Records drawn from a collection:
·····

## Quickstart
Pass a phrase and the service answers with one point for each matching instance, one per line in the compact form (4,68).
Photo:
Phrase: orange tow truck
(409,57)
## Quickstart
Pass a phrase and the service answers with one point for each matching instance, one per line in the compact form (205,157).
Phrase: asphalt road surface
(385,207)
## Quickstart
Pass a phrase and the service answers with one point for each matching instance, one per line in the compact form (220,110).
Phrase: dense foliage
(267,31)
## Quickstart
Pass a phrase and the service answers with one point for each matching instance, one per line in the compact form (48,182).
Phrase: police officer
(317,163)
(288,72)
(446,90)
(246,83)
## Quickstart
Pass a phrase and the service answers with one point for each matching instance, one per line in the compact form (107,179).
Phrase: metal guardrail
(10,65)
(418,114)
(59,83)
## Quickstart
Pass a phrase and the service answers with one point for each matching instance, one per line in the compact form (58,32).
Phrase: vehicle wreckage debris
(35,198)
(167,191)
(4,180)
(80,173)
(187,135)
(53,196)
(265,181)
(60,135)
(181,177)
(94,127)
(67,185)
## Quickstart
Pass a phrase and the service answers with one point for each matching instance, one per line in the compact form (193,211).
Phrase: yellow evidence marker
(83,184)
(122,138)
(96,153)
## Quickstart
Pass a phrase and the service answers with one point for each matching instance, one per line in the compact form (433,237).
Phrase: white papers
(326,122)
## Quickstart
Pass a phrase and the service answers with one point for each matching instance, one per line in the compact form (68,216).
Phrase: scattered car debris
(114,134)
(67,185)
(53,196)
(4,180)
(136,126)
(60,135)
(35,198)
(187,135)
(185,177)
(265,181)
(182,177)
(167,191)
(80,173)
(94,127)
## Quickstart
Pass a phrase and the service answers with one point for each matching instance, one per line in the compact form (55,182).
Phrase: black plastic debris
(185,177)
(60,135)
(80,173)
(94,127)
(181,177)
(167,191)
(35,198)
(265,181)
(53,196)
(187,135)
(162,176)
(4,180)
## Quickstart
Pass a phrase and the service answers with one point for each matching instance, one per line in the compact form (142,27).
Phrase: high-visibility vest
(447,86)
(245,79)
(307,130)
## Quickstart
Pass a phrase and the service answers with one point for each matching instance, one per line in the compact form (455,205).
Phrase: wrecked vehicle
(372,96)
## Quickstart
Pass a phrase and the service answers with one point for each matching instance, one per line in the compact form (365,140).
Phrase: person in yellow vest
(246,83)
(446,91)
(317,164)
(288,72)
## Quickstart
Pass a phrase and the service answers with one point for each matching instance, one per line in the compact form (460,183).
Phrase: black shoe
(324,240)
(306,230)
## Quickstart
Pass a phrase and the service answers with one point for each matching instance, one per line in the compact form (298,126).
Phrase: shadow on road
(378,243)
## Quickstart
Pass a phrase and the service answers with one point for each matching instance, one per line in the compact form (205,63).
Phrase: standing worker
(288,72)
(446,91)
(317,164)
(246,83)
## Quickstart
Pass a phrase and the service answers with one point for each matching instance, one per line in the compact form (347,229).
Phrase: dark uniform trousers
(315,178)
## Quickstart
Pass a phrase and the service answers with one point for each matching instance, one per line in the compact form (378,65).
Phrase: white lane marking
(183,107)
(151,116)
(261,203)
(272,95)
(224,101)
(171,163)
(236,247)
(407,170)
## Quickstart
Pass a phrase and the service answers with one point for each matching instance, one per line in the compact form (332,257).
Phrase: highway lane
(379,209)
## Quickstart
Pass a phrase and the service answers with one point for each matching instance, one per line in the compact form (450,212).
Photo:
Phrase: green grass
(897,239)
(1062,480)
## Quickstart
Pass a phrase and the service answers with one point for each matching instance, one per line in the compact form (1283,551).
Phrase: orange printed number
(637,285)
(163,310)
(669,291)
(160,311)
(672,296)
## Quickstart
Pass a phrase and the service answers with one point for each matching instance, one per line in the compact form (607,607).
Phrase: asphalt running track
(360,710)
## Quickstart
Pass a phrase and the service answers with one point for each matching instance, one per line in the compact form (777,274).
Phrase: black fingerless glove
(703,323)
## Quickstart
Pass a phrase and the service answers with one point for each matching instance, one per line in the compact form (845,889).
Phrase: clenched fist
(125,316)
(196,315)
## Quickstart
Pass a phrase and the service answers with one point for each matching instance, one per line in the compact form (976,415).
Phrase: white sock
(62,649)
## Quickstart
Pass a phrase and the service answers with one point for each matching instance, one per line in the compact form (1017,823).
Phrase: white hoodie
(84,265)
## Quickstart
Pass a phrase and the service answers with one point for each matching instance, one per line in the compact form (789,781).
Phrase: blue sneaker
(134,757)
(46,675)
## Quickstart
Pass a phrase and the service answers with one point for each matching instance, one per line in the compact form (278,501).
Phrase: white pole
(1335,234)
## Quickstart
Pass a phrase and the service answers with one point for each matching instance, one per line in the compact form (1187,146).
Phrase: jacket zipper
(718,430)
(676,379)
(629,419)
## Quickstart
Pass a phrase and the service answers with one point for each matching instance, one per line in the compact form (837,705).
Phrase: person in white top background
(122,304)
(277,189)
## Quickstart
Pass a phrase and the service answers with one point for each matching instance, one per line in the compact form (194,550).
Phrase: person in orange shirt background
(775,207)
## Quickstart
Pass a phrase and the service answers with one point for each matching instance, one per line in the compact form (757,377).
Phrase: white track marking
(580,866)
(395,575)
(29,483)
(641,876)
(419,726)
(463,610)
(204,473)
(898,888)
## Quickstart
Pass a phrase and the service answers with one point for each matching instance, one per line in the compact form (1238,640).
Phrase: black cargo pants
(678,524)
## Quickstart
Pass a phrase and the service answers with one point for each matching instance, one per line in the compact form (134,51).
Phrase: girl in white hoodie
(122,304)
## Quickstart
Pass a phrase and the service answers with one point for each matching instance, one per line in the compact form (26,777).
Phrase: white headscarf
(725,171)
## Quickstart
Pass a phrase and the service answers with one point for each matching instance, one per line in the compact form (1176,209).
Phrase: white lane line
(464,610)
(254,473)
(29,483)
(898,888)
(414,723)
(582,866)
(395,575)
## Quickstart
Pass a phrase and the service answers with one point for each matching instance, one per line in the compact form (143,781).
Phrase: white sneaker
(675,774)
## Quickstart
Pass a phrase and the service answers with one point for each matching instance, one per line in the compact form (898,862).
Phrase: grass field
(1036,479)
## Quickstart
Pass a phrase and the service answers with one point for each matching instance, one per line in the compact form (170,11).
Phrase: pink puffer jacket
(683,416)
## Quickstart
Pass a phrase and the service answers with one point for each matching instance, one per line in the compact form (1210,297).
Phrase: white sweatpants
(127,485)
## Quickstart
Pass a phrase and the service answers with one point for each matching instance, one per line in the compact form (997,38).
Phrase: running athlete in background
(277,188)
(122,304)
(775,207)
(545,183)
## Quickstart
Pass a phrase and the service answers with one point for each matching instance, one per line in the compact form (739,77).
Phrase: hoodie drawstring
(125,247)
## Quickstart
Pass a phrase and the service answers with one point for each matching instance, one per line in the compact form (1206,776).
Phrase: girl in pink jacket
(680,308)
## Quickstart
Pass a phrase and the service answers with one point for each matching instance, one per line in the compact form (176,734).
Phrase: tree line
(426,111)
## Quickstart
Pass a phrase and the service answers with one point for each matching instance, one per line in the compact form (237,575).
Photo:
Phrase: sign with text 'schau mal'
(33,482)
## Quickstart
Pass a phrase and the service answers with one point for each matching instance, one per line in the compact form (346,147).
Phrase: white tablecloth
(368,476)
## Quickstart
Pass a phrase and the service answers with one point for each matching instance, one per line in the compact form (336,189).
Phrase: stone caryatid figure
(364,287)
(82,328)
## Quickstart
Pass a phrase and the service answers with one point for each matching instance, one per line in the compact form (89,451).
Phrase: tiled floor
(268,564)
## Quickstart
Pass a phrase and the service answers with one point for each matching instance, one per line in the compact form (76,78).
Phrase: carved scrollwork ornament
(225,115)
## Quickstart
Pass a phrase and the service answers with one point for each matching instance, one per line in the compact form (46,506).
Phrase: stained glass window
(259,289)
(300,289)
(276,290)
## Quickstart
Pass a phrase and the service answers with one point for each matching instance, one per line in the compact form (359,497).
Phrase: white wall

·····

## PROBLEM DESCRIPTION
Pick out and copy every line of the data above that contains the string "vehicle". Matching is case-sensitive.

## SOLUTION TO THIS TASK
Phrase: vehicle wreckage debris
Phrase: wrecked vehicle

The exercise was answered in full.